WORK TO DO
Give back, unchanged, each line from the one containing "locate: blue sky" through the last line of the entries below.

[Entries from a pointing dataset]
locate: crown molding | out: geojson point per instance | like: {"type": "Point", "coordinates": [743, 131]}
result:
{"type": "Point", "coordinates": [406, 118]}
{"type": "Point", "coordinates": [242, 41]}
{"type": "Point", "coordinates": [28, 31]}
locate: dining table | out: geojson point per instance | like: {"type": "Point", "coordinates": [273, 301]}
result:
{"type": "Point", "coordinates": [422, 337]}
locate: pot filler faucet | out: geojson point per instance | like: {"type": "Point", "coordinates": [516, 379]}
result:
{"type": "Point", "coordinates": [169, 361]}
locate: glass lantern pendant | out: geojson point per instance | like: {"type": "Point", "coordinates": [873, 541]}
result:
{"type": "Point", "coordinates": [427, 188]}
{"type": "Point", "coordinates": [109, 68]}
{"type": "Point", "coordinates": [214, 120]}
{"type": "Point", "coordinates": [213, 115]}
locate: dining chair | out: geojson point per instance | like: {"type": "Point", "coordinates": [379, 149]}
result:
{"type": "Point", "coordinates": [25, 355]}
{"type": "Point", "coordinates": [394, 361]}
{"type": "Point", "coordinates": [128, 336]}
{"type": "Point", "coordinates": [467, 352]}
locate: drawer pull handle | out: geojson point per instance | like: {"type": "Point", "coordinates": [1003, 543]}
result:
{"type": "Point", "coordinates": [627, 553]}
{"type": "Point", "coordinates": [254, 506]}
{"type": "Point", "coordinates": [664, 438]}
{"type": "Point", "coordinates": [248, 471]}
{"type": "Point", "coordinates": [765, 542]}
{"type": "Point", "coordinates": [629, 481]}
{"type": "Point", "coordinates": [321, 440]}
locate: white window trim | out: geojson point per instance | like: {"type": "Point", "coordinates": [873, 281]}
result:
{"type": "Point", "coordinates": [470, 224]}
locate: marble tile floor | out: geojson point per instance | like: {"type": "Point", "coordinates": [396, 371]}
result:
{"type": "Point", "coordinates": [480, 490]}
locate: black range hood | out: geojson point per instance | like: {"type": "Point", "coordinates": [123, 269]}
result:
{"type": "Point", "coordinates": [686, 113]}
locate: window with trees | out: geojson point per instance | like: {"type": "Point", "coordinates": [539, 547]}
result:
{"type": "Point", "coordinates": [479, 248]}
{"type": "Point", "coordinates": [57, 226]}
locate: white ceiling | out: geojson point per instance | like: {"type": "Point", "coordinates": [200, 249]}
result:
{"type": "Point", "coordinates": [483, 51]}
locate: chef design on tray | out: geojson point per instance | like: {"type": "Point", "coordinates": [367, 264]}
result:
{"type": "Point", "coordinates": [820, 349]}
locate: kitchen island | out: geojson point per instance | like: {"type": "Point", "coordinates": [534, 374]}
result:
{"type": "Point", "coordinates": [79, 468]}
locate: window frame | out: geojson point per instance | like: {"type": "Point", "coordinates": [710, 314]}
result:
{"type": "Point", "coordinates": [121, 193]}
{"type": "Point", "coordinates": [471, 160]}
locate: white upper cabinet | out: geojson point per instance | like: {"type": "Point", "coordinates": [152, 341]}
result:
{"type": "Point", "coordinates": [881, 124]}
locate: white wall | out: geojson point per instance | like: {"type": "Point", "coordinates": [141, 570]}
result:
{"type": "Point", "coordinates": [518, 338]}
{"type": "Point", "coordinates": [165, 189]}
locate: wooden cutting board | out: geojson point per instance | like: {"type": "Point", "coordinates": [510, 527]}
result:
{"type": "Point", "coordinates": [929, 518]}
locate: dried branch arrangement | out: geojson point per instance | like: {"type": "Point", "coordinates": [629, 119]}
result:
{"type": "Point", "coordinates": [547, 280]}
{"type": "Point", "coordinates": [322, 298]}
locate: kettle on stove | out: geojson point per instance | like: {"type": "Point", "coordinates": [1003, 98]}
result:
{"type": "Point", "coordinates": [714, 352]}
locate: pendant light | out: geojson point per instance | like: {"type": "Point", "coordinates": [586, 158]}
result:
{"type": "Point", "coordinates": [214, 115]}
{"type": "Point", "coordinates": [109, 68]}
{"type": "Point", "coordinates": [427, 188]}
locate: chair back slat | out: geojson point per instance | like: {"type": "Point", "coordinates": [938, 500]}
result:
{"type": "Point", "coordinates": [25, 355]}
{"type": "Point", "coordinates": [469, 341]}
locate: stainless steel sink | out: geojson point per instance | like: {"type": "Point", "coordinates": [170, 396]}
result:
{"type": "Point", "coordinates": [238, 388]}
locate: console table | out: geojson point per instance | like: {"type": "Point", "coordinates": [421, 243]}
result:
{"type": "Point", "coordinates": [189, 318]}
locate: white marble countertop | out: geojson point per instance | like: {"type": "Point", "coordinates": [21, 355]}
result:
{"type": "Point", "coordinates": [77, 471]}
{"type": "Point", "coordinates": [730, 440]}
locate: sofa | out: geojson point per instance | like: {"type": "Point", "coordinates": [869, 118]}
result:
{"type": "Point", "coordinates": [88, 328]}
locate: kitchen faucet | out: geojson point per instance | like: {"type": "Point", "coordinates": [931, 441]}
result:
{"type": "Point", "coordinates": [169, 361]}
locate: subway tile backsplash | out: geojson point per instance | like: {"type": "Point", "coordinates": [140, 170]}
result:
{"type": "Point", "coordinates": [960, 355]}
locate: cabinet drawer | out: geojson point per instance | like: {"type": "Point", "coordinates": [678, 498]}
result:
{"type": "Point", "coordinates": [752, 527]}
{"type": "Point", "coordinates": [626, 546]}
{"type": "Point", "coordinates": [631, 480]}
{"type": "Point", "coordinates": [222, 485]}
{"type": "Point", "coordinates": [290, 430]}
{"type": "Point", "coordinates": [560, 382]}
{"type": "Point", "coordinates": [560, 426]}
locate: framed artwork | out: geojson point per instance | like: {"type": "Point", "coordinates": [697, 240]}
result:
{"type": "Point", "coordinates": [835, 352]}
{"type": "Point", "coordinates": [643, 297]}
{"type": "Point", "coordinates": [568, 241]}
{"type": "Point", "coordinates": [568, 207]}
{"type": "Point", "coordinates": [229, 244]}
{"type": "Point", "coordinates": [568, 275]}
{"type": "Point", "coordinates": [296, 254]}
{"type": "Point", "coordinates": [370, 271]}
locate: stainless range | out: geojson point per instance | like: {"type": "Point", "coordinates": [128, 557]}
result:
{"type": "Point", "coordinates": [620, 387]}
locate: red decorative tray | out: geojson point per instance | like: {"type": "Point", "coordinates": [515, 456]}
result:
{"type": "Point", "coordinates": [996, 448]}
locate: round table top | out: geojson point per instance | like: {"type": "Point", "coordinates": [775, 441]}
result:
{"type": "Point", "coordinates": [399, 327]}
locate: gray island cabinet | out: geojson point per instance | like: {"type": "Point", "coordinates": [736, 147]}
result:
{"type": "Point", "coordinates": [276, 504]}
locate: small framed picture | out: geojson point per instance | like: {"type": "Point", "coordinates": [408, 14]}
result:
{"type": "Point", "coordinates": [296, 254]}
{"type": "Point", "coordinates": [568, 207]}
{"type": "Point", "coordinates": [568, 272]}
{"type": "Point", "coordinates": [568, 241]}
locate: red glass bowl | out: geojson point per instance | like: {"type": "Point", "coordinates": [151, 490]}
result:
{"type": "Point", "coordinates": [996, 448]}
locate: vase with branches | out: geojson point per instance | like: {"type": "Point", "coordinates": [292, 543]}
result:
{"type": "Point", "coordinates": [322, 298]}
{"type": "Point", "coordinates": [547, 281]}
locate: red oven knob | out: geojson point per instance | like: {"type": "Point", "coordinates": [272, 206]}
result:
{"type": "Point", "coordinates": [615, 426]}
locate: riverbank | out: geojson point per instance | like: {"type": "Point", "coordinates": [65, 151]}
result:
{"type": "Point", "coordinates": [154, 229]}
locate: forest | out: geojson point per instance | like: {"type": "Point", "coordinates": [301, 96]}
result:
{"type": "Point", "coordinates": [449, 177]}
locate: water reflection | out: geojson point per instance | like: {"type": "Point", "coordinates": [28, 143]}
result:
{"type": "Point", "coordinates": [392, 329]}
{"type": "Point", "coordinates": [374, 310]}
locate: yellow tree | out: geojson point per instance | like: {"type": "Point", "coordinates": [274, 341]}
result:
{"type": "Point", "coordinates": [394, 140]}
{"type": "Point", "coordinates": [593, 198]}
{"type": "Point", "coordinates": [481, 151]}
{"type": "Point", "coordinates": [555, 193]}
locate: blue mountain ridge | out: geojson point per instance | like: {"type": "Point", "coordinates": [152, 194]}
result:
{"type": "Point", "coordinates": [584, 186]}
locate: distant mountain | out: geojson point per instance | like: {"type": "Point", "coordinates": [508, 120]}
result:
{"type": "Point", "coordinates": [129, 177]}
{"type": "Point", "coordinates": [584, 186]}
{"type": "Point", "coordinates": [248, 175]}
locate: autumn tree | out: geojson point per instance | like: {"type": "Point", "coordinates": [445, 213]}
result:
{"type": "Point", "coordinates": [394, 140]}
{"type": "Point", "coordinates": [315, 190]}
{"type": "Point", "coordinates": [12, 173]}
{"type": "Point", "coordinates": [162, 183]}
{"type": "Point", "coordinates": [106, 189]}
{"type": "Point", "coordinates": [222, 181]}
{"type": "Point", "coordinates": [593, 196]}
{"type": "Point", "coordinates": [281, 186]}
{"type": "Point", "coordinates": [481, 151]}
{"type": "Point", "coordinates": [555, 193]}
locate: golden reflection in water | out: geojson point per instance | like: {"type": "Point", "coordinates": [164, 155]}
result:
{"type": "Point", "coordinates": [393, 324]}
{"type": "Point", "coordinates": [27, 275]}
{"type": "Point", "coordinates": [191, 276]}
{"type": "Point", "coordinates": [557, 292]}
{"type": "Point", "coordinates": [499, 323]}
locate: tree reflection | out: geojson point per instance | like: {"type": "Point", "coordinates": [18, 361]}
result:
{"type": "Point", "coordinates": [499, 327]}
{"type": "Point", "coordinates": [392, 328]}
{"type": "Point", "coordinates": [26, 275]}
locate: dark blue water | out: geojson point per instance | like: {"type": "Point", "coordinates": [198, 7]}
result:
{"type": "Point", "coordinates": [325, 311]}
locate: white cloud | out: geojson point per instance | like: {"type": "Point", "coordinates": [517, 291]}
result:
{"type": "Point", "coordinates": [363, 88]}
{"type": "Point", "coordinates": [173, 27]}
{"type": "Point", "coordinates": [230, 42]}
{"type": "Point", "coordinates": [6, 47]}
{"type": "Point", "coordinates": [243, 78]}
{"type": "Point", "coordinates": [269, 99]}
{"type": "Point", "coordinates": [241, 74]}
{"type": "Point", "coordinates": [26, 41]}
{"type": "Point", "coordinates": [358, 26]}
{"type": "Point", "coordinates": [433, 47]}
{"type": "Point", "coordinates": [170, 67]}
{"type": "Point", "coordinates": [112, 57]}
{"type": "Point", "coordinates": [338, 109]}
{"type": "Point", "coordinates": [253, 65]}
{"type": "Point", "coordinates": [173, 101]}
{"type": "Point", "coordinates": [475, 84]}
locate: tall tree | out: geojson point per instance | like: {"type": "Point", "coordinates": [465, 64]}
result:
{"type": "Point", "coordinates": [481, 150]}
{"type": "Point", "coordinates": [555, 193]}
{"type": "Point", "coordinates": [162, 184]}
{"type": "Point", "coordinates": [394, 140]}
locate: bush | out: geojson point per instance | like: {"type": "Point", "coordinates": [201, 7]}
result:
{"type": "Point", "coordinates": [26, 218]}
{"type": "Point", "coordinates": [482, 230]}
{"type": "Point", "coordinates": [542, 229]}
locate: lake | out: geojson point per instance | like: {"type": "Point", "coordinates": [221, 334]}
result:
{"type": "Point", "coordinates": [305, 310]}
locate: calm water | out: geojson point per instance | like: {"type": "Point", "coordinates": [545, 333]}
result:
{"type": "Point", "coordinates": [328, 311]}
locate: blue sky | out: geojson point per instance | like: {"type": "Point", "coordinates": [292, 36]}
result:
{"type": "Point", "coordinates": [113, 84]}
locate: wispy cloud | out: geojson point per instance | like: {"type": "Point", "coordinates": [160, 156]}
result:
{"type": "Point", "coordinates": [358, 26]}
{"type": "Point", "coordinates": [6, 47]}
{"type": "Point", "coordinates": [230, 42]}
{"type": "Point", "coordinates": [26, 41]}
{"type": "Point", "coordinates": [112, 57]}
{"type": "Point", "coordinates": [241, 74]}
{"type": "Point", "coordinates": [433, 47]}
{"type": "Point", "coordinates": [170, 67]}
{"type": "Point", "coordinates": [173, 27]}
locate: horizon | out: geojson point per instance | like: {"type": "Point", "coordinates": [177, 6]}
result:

RESULT OF THIS TASK
locate: blue sky | out: geojson point per instance | like: {"type": "Point", "coordinates": [292, 36]}
result:
{"type": "Point", "coordinates": [113, 84]}
locate: wispy cloud | out: geojson point per instance | like: {"type": "Point", "coordinates": [160, 156]}
result:
{"type": "Point", "coordinates": [358, 26]}
{"type": "Point", "coordinates": [6, 47]}
{"type": "Point", "coordinates": [230, 42]}
{"type": "Point", "coordinates": [26, 41]}
{"type": "Point", "coordinates": [112, 57]}
{"type": "Point", "coordinates": [241, 74]}
{"type": "Point", "coordinates": [433, 47]}
{"type": "Point", "coordinates": [170, 67]}
{"type": "Point", "coordinates": [173, 27]}
locate: horizon | out: geojson point per instance | like: {"type": "Point", "coordinates": [177, 6]}
result:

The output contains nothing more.